AUFGABE: Benenne im Material alles vom Anfang bis einschließlich der Zeile mit „71 109 L 70“ um, indem du „front tire“ überall durch „rear tire“ ersetzt. Gib nur diesen Abschnitt wieder und lass alles Übrige darin unverändert.

Daten zur Regionssegmentierung:
-- -- --
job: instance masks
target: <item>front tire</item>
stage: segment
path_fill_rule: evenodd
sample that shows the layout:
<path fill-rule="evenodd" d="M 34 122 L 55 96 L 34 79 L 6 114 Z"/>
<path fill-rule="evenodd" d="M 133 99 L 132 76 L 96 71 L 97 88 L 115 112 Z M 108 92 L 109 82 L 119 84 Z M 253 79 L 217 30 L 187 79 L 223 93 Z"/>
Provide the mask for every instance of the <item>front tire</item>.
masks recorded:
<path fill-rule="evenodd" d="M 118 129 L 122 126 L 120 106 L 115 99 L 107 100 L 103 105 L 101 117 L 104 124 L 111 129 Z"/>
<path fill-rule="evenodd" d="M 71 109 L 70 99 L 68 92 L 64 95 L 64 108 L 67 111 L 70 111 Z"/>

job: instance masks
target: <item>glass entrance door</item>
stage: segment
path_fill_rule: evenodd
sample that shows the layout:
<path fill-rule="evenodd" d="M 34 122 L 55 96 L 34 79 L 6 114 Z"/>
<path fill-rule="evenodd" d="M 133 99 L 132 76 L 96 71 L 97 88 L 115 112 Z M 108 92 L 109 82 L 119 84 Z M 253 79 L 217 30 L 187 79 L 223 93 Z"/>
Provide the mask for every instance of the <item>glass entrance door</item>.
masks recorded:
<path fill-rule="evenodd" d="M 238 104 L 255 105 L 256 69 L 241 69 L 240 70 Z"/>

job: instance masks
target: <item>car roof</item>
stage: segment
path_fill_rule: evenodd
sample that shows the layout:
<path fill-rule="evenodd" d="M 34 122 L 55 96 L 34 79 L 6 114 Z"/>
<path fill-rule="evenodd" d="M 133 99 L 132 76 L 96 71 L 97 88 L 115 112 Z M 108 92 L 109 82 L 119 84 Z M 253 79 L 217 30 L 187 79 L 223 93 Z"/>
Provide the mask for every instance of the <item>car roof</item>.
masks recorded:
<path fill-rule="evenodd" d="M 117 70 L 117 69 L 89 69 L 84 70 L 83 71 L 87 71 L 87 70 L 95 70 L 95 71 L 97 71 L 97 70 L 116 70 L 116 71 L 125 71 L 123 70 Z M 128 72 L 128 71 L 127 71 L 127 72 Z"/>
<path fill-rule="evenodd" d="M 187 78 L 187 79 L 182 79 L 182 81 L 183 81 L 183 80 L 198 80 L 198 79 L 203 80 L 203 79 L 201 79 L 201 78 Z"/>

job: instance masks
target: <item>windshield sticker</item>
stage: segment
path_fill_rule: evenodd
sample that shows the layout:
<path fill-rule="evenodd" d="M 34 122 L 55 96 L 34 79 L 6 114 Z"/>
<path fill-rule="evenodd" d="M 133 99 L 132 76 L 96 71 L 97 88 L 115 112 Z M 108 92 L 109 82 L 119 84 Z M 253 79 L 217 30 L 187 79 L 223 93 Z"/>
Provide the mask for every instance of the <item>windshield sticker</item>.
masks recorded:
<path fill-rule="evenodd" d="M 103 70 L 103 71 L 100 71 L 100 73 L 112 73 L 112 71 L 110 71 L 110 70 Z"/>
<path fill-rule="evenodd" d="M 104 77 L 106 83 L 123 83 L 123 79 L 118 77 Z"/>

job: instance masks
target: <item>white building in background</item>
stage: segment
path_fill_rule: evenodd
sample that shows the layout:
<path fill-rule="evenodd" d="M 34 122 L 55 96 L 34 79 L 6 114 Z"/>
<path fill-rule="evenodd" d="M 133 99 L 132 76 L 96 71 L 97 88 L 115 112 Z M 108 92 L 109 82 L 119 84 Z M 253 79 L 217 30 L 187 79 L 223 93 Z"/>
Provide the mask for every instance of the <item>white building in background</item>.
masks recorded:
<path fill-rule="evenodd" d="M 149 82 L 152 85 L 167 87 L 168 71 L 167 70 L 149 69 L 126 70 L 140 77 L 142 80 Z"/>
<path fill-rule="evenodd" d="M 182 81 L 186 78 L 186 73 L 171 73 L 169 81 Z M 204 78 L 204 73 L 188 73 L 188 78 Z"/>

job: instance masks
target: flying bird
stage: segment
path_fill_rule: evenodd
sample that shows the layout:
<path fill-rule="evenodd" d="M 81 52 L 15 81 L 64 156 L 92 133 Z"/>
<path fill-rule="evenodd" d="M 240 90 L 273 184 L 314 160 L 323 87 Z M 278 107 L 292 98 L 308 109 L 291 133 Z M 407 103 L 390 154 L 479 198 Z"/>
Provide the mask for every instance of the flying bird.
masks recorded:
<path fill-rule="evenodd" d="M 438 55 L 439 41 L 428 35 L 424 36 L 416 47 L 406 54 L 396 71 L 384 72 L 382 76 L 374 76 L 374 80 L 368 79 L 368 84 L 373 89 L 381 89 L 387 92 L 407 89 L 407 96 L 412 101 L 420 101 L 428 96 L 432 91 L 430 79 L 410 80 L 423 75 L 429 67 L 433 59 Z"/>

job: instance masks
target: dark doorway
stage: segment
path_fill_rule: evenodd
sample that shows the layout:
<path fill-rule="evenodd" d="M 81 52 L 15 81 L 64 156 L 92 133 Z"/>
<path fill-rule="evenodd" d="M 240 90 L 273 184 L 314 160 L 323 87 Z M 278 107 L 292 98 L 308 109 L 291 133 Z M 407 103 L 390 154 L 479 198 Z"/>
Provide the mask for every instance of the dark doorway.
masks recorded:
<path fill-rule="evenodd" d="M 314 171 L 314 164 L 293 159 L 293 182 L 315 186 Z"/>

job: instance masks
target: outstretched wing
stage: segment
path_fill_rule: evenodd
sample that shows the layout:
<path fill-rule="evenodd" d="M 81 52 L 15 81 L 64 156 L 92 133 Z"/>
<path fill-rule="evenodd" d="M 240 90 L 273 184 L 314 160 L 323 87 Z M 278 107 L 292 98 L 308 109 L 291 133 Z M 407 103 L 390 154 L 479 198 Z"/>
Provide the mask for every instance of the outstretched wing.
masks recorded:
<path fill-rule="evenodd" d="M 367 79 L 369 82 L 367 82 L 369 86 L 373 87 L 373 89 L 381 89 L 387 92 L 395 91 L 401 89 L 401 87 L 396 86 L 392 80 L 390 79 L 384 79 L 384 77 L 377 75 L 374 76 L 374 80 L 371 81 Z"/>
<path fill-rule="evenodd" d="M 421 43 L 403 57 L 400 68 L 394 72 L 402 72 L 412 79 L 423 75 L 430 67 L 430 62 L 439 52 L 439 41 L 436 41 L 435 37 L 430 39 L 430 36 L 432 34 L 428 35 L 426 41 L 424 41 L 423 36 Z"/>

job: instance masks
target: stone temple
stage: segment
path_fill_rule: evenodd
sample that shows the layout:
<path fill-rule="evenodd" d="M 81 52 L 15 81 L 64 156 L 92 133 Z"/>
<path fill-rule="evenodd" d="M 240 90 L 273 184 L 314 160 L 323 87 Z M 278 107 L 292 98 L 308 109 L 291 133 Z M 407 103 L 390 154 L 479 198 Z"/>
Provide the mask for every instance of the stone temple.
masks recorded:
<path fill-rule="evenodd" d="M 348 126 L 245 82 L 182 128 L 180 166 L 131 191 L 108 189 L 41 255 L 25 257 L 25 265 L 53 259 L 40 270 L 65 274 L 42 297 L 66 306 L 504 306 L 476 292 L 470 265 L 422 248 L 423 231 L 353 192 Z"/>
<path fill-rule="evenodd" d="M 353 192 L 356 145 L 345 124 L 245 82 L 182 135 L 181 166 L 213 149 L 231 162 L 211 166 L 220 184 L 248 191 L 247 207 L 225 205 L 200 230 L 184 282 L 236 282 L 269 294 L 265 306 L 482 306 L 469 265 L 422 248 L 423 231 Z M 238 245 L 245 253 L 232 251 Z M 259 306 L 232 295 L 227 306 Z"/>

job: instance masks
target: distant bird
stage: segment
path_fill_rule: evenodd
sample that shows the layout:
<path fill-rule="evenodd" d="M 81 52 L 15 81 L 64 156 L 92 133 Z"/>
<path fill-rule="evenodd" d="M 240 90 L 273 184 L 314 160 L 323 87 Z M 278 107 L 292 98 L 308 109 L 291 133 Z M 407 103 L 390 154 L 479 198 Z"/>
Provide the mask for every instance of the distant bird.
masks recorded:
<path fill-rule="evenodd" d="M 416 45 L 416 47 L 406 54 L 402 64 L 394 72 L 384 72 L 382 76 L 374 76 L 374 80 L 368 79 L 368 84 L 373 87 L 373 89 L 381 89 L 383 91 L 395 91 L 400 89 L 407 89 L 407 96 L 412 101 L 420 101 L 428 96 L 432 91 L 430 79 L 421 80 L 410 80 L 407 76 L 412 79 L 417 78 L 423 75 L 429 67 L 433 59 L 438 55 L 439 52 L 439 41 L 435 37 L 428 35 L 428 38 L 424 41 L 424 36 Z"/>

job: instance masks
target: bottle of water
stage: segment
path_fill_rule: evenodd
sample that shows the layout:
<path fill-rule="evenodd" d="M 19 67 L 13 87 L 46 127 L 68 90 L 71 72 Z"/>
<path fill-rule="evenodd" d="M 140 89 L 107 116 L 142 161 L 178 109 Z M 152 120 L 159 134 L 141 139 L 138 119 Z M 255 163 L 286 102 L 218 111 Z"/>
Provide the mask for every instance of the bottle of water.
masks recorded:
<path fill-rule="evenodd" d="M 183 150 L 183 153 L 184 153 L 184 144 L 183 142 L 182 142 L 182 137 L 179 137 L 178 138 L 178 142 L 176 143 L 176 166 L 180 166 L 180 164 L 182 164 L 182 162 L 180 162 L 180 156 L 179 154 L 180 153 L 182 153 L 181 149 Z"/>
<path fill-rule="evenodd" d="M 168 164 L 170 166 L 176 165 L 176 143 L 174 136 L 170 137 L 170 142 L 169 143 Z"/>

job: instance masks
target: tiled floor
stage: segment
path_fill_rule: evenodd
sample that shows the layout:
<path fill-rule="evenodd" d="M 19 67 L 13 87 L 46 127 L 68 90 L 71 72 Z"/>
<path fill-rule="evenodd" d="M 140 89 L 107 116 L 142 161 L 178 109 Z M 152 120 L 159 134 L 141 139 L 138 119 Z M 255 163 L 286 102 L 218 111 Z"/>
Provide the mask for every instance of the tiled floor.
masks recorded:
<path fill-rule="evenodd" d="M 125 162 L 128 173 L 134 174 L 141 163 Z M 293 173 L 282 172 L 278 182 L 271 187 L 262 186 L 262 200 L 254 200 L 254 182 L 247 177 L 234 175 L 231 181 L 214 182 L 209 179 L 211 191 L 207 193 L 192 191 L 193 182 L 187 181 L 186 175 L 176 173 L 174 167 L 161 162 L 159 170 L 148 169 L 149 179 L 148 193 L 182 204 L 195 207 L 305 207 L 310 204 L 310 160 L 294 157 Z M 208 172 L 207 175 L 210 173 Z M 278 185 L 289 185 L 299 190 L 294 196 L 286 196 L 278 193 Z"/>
-- -- --
ANTWORT:
job: instance masks
target: <item>rear tire</item>
stage: segment
path_fill_rule: evenodd
sample that shows the layout:
<path fill-rule="evenodd" d="M 34 122 L 55 96 L 34 79 L 6 114 Z"/>
<path fill-rule="evenodd" d="M 133 99 L 132 76 L 96 71 L 97 88 L 115 112 Z M 108 92 L 109 82 L 119 84 Z M 253 79 L 217 30 L 187 79 L 223 93 Z"/>
Provide the mask for every instance of the <item>rear tire</item>.
masks recorded:
<path fill-rule="evenodd" d="M 118 129 L 122 126 L 120 106 L 115 99 L 107 100 L 103 105 L 101 117 L 104 124 L 111 129 Z"/>
<path fill-rule="evenodd" d="M 71 109 L 70 99 L 68 92 L 64 95 L 64 108 L 67 111 L 70 111 Z"/>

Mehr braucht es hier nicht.